▶ DIRECTIONS FOR THIS TASK: Print all the data below exactly, without images.
═════ RECORDS TO PROCESS
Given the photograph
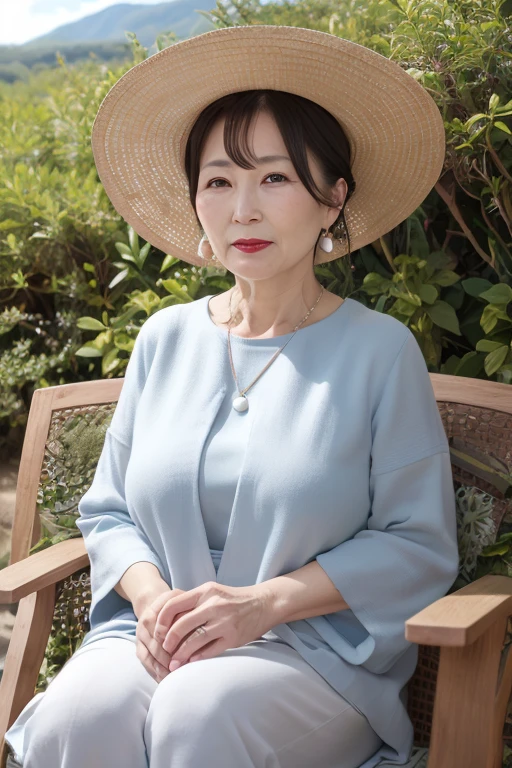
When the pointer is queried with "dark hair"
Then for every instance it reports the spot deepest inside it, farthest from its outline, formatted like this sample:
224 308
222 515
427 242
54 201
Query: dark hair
302 123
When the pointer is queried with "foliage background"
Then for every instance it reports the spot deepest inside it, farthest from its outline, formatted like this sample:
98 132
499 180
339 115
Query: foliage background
76 283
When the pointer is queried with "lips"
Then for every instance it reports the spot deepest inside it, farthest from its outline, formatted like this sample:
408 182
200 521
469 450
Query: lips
252 241
251 246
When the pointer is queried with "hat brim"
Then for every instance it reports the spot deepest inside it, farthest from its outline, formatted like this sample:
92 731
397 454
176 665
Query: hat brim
141 129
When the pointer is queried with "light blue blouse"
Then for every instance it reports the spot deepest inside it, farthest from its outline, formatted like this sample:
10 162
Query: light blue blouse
341 458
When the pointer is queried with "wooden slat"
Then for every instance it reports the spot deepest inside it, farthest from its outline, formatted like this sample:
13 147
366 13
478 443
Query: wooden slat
42 569
463 725
460 618
25 655
25 531
484 394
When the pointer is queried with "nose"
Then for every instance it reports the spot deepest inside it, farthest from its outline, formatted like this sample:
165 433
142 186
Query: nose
245 205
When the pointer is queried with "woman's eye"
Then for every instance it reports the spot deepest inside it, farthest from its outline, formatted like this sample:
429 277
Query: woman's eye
══════════
▶ PROBLEM SOLUTION:
Given the photograph
When the pointer is queried with "dark hair"
Then for every instance it reports the spot deepest inside it, farthest from its outline, formatted like this sample:
224 308
222 515
427 242
54 201
Query: dark hair
302 123
When the pointer is queried with "foliage background"
Then for every instance it reports the spot deepest inside it, farthest from its outline, formatted like this sample:
98 132
499 180
339 115
Query: foliage background
76 283
When the pointer is queried with "lips"
Then for every instance it reports the spot deepest inside it, farthest from its outline, formatted like this sample:
408 182
200 521
469 450
Query: lips
252 241
251 246
When the pointer is queried with "hat brim"
Then for every instance it reports the spot deepest inside it, farthest from its outline, formatted like this sample:
92 731
397 454
176 665
Query: hat brim
141 129
When the pointer is queried with "light blue blouse"
Then for every instance it reports the spot deepest inside it, farthest from its outline, formatted like this sample:
10 162
Query: light blue blouse
341 458
When the pointer is queried with "wooden slat"
Then for every instance it reports the spot deepest inside it, farthest from its outline, formatted like this sample:
13 147
366 13
478 443
Query: wooden slat
42 569
463 725
460 618
25 655
25 531
484 394
When the pointer is queried with "nose"
Then for every instance it reports the spot deepest inside it, farthest from its outline, formatted like this sample:
165 433
142 186
Query: nose
245 205
When the pointer is queried with "woman's eye"
Then for every instance it reports the spot deepest inside it, farthest from its outline, formatted like this sample:
429 277
Query: woman's eye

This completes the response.